## TASK INSTRUCTIONS
Please transcribe the entries exactly and omit the images they contain.
┌─ MATERIAL FOR THE TASK
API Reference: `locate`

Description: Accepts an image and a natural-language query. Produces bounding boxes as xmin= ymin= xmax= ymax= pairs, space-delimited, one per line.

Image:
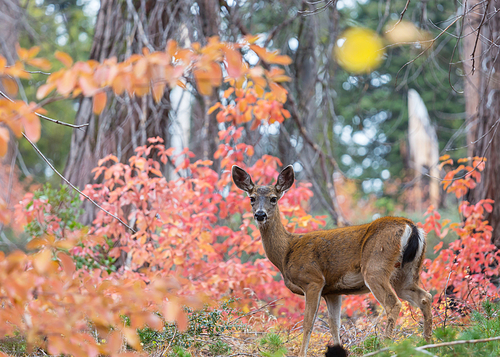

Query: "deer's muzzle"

xmin=254 ymin=210 xmax=267 ymax=222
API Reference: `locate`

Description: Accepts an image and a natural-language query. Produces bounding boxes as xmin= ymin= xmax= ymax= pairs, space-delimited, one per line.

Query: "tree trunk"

xmin=464 ymin=0 xmax=500 ymax=247
xmin=64 ymin=0 xmax=187 ymax=224
xmin=0 ymin=0 xmax=20 ymax=205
└─
## RESPONSE BOX
API Reference: `locate`

Description: Accepts an image and a natural-language query. Produces bounding boxes as xmin= ymin= xmax= ymax= pairs, space-delimited, one per line.

Image:

Query: "deer's muzzle"

xmin=254 ymin=210 xmax=267 ymax=222
API Reference: `locate`

Description: Accepts an image and a natural-language query. Produces bounding boxes as xmin= ymin= xmax= ymax= pairs, space-delimited, one per line.

Query: "tree trunk"

xmin=464 ymin=0 xmax=500 ymax=247
xmin=64 ymin=0 xmax=187 ymax=224
xmin=0 ymin=0 xmax=20 ymax=205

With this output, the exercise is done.